---------- Task material ----------

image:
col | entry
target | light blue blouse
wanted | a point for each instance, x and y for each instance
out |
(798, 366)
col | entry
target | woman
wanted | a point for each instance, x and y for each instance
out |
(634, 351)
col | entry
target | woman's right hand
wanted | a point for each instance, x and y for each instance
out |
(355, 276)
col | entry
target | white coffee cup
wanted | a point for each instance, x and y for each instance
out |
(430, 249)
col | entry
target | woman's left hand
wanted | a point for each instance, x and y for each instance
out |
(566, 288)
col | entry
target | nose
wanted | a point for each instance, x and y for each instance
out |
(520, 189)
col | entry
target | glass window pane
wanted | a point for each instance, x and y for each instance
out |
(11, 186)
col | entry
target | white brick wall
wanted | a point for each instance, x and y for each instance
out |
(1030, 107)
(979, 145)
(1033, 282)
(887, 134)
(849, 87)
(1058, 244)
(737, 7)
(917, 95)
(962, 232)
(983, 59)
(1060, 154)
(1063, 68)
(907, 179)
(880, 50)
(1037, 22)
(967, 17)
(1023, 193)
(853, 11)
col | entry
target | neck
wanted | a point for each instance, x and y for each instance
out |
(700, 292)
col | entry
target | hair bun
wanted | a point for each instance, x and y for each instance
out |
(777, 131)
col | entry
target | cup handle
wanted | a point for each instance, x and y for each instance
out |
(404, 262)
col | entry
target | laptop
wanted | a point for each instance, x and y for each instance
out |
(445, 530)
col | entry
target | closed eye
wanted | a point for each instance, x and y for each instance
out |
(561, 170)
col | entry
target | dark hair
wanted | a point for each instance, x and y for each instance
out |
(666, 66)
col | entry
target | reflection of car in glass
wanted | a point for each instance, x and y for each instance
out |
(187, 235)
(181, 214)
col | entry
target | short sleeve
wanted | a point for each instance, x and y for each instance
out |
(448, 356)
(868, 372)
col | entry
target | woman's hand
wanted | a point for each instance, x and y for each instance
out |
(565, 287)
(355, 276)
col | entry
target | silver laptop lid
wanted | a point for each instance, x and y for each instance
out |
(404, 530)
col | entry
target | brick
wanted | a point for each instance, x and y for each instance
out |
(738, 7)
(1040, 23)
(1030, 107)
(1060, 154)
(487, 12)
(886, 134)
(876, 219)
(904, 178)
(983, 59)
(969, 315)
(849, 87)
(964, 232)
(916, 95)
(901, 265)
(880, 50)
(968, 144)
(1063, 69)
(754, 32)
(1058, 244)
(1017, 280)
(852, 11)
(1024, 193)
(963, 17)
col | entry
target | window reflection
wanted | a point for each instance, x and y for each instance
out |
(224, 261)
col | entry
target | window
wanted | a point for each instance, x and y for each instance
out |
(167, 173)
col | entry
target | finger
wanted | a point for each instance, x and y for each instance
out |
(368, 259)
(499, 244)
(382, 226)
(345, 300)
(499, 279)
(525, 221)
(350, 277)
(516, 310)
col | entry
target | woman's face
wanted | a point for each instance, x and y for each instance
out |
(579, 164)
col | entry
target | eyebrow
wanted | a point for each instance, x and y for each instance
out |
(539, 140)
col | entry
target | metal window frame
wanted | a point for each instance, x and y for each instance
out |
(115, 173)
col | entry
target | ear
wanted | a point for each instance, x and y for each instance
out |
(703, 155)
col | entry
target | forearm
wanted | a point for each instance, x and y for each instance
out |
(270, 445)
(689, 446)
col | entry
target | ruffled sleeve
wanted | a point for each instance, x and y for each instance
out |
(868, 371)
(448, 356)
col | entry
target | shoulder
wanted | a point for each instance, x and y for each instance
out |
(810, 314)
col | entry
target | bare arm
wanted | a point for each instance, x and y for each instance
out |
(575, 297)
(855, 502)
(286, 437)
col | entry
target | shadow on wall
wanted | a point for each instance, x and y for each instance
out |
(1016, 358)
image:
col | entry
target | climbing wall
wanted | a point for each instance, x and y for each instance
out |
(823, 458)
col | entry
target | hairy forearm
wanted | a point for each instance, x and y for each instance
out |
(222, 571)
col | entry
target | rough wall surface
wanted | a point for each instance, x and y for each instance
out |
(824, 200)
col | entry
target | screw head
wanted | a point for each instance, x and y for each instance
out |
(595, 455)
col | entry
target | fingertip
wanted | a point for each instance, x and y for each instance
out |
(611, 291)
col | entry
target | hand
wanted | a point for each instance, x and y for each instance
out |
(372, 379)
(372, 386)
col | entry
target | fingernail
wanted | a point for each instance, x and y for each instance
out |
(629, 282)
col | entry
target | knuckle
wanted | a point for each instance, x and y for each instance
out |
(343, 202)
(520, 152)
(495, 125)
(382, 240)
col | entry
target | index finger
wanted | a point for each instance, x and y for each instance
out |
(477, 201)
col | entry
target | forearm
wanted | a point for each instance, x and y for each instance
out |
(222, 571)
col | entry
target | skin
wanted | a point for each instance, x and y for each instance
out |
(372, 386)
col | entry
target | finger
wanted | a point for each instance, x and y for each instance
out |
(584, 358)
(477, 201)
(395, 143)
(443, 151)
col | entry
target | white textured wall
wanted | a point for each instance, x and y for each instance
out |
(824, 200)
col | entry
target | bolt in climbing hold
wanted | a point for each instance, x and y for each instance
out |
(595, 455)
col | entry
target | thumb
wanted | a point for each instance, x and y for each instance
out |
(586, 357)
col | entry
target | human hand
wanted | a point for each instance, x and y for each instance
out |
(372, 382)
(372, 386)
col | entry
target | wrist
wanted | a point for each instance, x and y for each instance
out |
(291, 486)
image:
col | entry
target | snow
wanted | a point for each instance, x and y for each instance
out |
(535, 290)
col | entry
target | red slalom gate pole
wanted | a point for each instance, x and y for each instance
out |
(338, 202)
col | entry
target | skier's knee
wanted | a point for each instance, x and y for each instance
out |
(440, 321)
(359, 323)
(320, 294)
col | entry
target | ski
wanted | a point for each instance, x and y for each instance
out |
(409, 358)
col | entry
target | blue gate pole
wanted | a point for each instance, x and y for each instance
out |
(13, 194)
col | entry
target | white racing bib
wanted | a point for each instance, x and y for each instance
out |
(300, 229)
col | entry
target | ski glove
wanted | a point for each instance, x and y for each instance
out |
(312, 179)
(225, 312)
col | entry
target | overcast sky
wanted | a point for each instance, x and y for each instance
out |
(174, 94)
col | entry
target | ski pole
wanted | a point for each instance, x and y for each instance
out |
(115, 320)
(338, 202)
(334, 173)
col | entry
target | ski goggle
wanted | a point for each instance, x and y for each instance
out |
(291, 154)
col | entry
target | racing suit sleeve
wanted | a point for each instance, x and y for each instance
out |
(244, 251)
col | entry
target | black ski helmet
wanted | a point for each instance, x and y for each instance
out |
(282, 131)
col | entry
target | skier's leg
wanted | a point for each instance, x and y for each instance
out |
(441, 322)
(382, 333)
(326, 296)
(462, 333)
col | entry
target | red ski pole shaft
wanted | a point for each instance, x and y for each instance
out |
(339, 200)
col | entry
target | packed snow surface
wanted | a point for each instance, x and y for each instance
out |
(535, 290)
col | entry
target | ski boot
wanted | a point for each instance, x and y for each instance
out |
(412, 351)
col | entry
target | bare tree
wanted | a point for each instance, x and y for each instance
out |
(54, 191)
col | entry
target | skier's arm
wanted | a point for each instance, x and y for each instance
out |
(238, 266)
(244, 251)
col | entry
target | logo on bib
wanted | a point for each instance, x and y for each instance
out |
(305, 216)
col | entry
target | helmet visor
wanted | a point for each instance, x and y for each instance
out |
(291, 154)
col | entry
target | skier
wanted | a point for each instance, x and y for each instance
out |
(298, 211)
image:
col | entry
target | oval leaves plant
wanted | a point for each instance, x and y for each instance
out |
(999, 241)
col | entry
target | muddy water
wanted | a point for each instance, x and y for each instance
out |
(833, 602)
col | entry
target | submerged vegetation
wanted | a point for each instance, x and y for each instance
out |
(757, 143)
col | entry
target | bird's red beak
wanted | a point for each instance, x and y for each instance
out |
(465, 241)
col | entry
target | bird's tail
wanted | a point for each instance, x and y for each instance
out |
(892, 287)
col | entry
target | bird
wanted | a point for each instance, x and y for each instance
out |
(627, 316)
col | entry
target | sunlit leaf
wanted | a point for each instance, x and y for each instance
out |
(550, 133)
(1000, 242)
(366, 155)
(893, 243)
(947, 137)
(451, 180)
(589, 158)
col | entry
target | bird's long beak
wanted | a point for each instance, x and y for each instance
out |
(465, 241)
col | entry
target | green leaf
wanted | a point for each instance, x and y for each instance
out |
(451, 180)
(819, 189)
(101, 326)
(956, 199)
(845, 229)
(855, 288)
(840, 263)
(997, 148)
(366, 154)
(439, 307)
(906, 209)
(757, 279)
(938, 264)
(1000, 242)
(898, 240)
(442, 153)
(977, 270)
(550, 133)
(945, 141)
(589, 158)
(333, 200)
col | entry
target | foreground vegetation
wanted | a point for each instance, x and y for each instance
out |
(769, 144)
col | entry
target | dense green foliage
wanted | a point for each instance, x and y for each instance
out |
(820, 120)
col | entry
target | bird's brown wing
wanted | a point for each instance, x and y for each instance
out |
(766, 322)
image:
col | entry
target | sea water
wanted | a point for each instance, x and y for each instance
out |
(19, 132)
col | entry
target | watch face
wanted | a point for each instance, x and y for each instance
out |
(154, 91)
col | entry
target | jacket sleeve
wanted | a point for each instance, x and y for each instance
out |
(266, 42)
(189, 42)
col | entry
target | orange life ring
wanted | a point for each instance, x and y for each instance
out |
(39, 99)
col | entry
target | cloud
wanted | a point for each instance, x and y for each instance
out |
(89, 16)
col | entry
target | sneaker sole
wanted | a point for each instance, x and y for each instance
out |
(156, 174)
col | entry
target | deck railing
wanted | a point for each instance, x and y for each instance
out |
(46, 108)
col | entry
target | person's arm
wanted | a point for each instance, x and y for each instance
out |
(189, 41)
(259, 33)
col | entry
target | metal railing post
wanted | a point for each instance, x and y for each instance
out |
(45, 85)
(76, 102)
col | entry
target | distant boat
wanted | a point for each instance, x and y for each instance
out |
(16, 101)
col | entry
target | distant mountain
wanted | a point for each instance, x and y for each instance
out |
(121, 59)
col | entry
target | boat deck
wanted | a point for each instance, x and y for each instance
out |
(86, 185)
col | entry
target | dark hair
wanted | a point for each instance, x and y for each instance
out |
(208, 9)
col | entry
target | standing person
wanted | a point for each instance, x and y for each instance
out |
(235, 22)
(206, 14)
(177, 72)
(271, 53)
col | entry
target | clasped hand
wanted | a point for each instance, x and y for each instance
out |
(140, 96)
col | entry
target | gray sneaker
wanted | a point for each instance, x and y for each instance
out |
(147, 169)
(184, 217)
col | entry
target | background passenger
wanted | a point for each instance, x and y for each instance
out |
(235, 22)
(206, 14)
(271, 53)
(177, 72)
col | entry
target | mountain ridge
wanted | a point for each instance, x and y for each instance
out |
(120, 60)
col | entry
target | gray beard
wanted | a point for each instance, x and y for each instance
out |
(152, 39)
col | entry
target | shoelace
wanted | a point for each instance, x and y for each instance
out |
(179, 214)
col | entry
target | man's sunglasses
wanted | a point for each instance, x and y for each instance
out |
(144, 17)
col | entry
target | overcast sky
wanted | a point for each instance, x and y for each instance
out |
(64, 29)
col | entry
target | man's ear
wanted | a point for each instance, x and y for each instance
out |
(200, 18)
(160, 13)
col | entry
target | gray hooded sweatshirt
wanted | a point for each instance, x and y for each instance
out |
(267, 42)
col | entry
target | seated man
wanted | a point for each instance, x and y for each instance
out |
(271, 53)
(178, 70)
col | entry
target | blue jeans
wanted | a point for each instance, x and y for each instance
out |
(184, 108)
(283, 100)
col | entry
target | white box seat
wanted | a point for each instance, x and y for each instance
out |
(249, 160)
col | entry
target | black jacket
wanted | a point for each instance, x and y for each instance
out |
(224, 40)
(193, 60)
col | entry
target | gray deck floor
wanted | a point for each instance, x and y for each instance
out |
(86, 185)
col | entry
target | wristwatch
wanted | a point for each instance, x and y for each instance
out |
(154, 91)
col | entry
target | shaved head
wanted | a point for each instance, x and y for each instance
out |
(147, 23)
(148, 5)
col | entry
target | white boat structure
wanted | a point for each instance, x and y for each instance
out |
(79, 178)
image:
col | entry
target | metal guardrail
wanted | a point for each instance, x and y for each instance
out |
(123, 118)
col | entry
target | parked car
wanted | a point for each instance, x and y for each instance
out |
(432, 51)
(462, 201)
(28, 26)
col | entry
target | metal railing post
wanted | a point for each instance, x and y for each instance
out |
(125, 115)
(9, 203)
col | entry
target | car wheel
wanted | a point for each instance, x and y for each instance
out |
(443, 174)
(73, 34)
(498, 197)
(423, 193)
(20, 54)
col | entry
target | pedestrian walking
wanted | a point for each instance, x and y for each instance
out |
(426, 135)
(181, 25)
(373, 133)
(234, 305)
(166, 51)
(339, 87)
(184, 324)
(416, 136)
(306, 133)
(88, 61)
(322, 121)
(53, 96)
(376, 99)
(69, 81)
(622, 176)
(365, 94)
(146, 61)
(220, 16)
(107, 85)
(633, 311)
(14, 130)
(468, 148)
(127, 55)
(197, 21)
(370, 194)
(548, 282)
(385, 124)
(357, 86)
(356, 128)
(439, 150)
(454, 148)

----------

= What you are asked to do =
Please collect every line above that contains the word "water", treating uppercase and lowercase as different.

= Result of the exercise =
target | muddy water
target | sea water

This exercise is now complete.